Written instruction 1 →
According to the passage on language and climate change, which groups of people is the discourse around climate change often limited to? List them.

Page →
Language is one of the most beautiful ways of connecting with people. To be able to encapsulate a shared emotion, a vivid image or a particular way of thinking into a string of words that can be understood by the person opposite you is an experience we often take for granted. While language possesses the power to bring people together, to invoke memories, and to facilitate communication; language also has the terrifying ability to divide. Language can actively be used to confuse, obfuscate, and deny access.

climate change
Image Source: Lukas Schulze/Getty Images

When we talk about climate change, it is important to recognize whether the language we use has the potential of alienating people. The discourse around climate change is often limited to certain groups of people, such as activists, scientists and policy-makers; which makes it difficult for larger sections of society to engage with its nuances.

Especially in developing countries, where the language is often extrapolated from developed countries (along with ideologies, fashion, and other trends), the alienating effect is multiplied. To change the world, we need to change the way people think, which can only be done by changing the way we talk. There is a need to understand the ways in which current language around climate change is limited and to develop tools for a more inclusive language for communicating.

Potential Barriers

1. Echo Chambers

Did you know when Instagram tracks your algorithm to give you a personalized feed, it creates ‘filter bubbles’ to ensure that you only see content that you would approve of?

Humans too sometimes create personalized algorithms to form groups of people that share similar beliefs, which leads to the formation of echo chambers. Echo chambers are where ideas go to die. There is a reinforcement of what one believes in without any engagement with alternate ways of thinking. The discourse around climate change is often highly concentrated in the urban, educated elite population in developed countries.

Written instruction 2 →
Copy the rows of the dataset excerpt below verbatim, line for line.

[Dataset excerpt]

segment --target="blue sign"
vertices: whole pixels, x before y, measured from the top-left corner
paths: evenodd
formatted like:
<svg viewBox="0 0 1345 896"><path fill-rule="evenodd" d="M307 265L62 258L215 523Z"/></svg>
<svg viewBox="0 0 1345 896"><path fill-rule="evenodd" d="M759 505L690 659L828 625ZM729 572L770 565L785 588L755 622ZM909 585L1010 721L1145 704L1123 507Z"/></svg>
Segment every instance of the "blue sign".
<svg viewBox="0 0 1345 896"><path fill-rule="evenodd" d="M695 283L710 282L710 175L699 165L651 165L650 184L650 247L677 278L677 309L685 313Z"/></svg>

Correct output 1 →
Activists, scientists, and policy-makers.

Correct output 2 →
segment --target="blue sign"
vertices: whole pixels, x before y, measured from the top-left corner
paths: evenodd
formatted like:
<svg viewBox="0 0 1345 896"><path fill-rule="evenodd" d="M307 265L62 258L215 523Z"/></svg>
<svg viewBox="0 0 1345 896"><path fill-rule="evenodd" d="M759 505L690 659L828 625ZM729 572L770 565L785 588L755 622ZM909 585L1010 721L1145 704L1123 507Z"/></svg>
Segment every instance of the "blue sign".
<svg viewBox="0 0 1345 896"><path fill-rule="evenodd" d="M695 283L710 282L710 175L699 165L651 165L650 184L650 247L677 278L677 309L685 313Z"/></svg>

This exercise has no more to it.